Textauszug ->
==*==
Widerstand gegen Weimer

von Redaktion

Kulturschaffende kritisieren Wahl des designierten Staatsministers

Hat die Petition unterschrieben: Hans-Jochen Wagner.

Gehört zu den Erstunterzeichnern: Benito Bause.

Befürchtet Sparmaßnahmen: Ulrich Matthes.

Sieht sich in der bürgerlichen Mitte: Wolfram Weimer. „Ich möchte die wunderbar reichhaltige Kulturlandschaft stärken“, sagt er. © Hanschke/EPA, Soeder/dpa,

Noch bevor er seinen ersten Arbeitstag hat, gibt es schon Ärger: Der Verleger Wolfram Weimer soll wie berichtet Kulturstaatsminister im Kabinett des designierten Bundeskanzlers Friedrich Merz werden und damit der Grünen-Politikerin Claudia Roth folgen. Doch in der Kulturszene organisiert sich Widerstand – eine Petition des Ensemble-Netzwerks darstellender Künstler hat bis jetzt mehr als 55 000 Unterschriften gesammelt (Stand: Donnerstagnachmittag).

In einer Mitteilung des Vereins, der sich eigenen Angaben zufolge für die Bedeutung und Bedingungen von Künstlern und künstlerischen Mitarbeitern an Theatern einsetzt, heißt es, Weimer sei „nicht geeignet“ für dieses zentrale Amt der Kulturpolitik. „Er steht für konservative Medienpolitik, nicht für kulturelle Vielfalt und Offenheit und er bringt nicht die nötige Expertise mit, die nach unserer Auffassung für diese Position vonnöten ist.“

Der 60-jährige Weimer war Gründer des Magazins „Cicero“. Zuvor arbeitete er unter anderem als Chefredakteur von „Welt“, „Berliner Morgenpost“ und „Focus“. Dem Fernsehpublikum ist er als Gast in Talkshows etwa von Sandra Maischberger bekannt, in denen er gern als „bekennender Liberal-Konservativer und Werte-Verfechter der bürgerlichen Kultur“, wie er sich selbst beschreibt, auftrat. Andere nennen ihn erz- oder auch rechts-konservativ.
==*==
Gegebene Daten ->

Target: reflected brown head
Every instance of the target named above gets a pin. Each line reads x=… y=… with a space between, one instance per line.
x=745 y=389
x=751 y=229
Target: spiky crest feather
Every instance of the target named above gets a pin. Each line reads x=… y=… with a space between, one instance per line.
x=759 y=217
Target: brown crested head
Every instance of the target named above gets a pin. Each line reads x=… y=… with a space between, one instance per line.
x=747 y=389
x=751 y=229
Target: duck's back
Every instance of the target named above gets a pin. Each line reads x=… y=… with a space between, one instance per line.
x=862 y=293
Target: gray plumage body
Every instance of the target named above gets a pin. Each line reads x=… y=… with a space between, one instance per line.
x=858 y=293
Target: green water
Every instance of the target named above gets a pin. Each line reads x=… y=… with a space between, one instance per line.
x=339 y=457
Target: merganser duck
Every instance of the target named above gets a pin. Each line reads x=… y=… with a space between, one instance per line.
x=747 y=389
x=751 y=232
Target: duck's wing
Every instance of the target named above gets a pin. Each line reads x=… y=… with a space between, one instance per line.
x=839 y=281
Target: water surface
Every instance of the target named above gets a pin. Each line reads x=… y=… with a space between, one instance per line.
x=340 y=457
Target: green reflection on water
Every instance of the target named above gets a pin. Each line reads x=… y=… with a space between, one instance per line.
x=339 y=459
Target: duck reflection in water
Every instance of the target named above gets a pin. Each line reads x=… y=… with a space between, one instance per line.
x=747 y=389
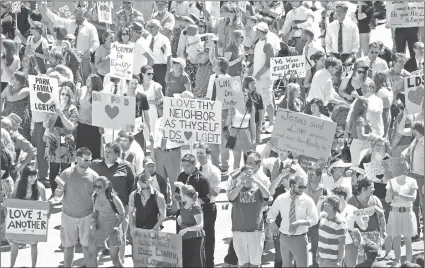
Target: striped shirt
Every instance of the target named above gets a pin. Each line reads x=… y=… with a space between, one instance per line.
x=329 y=232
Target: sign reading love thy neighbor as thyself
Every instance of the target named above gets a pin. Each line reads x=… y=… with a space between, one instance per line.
x=304 y=134
x=229 y=91
x=114 y=111
x=286 y=68
x=27 y=220
x=44 y=93
x=121 y=57
x=192 y=121
x=414 y=88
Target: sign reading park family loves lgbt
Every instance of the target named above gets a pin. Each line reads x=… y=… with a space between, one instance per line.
x=26 y=220
x=113 y=111
x=192 y=121
x=414 y=87
x=287 y=67
x=121 y=57
x=231 y=94
x=157 y=249
x=44 y=93
x=304 y=134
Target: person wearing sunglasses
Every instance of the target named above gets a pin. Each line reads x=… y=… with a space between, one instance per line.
x=299 y=212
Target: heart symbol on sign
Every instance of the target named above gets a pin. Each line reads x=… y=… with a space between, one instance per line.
x=416 y=96
x=112 y=112
x=44 y=97
x=188 y=135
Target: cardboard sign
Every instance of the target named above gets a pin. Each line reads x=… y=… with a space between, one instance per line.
x=44 y=93
x=229 y=91
x=114 y=111
x=414 y=87
x=403 y=14
x=104 y=11
x=157 y=249
x=287 y=67
x=192 y=121
x=304 y=134
x=26 y=220
x=122 y=61
x=385 y=170
x=365 y=212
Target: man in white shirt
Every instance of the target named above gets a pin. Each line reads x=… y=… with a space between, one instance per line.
x=342 y=36
x=87 y=39
x=161 y=49
x=213 y=176
x=374 y=62
x=142 y=54
x=298 y=212
x=322 y=85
==*==
Die Aufgabe -> Wiederhole aus dem Textauszug über Wolfram Weimer wortgetreu die Stelle von „Kulturschaffende kritisieren Wahl“ bis einschließlich „Sparmaßnahmen: Ulrich Matthes.“.

Antwort ->
Kulturschaffende kritisieren Wahl des designierten Staatsministers

Hat die Petition unterschrieben: Hans-Jochen Wagner.

Gehört zu den Erstunterzeichnern: Benito Bause.

Befürchtet Sparmaßnahmen: Ulrich Matthes.